# Problem to solve:
Copying task for the records below: reproduce each one exactly and drop the pictures.

# Exercise inputs:

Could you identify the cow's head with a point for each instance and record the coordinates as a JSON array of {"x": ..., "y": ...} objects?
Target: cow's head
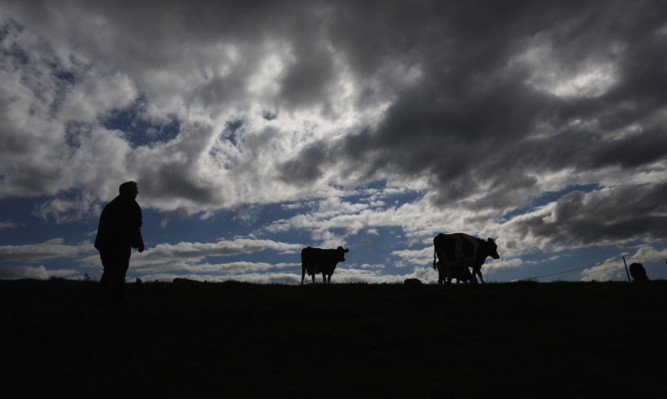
[
  {"x": 492, "y": 249},
  {"x": 341, "y": 253}
]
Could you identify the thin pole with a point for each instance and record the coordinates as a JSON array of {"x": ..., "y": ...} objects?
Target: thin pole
[{"x": 626, "y": 270}]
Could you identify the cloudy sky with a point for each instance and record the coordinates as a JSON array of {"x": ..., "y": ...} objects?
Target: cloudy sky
[{"x": 256, "y": 128}]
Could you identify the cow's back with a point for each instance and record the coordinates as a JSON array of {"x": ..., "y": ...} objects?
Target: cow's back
[{"x": 456, "y": 247}]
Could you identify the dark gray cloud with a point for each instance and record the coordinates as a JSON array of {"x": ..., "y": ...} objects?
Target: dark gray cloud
[{"x": 609, "y": 216}]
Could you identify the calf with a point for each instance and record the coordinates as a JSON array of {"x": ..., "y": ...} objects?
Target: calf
[
  {"x": 459, "y": 251},
  {"x": 316, "y": 260}
]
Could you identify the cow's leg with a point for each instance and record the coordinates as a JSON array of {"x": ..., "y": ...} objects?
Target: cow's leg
[
  {"x": 479, "y": 273},
  {"x": 448, "y": 270}
]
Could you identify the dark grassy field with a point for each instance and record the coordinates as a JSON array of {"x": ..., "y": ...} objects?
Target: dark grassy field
[{"x": 365, "y": 341}]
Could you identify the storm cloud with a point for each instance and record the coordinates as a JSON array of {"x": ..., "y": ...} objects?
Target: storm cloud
[{"x": 483, "y": 108}]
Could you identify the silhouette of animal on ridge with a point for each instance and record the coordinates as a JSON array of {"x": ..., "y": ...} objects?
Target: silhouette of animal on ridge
[
  {"x": 459, "y": 251},
  {"x": 463, "y": 276},
  {"x": 317, "y": 260},
  {"x": 638, "y": 272}
]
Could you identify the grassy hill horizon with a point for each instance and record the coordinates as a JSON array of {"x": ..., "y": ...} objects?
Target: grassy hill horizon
[{"x": 191, "y": 339}]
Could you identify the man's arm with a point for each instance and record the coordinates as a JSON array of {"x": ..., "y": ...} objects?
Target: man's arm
[{"x": 139, "y": 240}]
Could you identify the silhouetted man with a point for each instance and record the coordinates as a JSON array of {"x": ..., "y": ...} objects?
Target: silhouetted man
[{"x": 118, "y": 232}]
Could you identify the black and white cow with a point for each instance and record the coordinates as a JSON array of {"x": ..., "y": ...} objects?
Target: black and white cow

# Solved exercise:
Could you identify the cow's head with a point for each instance and record the coordinates as a JSON array of {"x": ..., "y": ...} objects?
Target: cow's head
[
  {"x": 492, "y": 249},
  {"x": 341, "y": 253}
]
Could you identify the thin pole with a point for each instance and record the coordinates as a JSON array of {"x": ..., "y": ...} objects?
Target: thin pole
[{"x": 626, "y": 270}]
Could you identify the cloudy sky with a point for each instance and record the coordinates as a JSON array of {"x": ..., "y": ...} objects?
Target: cloudy sky
[{"x": 256, "y": 128}]
Could you identify the cow's back with a point for each instance and record the coordinates as a JSON array of {"x": ..., "y": ...} objects?
Target: cow's back
[{"x": 456, "y": 247}]
Could you identify the dark gray cloud with a point for each instance and record the coordinates as a JSON array of {"x": ..., "y": ...} objects?
Target: dark gray cloud
[{"x": 609, "y": 216}]
Could you identify the calf with a point for each instance and record the coordinates as a JSON array of {"x": ..., "y": ...} objects?
Target: calf
[
  {"x": 459, "y": 251},
  {"x": 316, "y": 260}
]
Could you identify the cow's leg with a point for each instance and record the coordinates as a JSON array of {"x": ..., "y": ...} objects?
Target: cow's leg
[
  {"x": 479, "y": 273},
  {"x": 448, "y": 270}
]
Could you identify the dark grassy field with a point for each instance and record the coordinates as a JSON array of {"x": ..., "y": ...} objects?
Target: dark grassy field
[{"x": 365, "y": 341}]
Could you identify the storm cloud with a point for each instance and record the coordinates as a JSON array of {"x": ..., "y": ...} objects?
Target: storm cloud
[{"x": 483, "y": 108}]
Could you identify the silhouette of animal on ridge with a point for each instance and record the coordinates as a JSON array of {"x": ..., "y": ...} objects?
Target: silhouette of animal on ridge
[
  {"x": 459, "y": 251},
  {"x": 463, "y": 276},
  {"x": 317, "y": 260},
  {"x": 638, "y": 272}
]
Could you identify the grassy hill horizon with a point for each instance and record the coordinates as a JSON array of {"x": ..., "y": ...} objects?
Target: grassy hill horizon
[{"x": 191, "y": 339}]
Could you identify the man's arm with a point for each instance and record the coordinates as a JSON array of {"x": ..., "y": ...} objects?
Target: man's arm
[{"x": 139, "y": 240}]
Could you identify the silhouetted man with a point for each instance and record the coordinates as a JSON array of {"x": ..., "y": ...} objects?
Target: silhouetted man
[{"x": 118, "y": 232}]
Could you identify the black and white cow with a point for each instance and record the coordinates as a JSON array of {"x": ..., "y": ...} objects?
Target: black and white cow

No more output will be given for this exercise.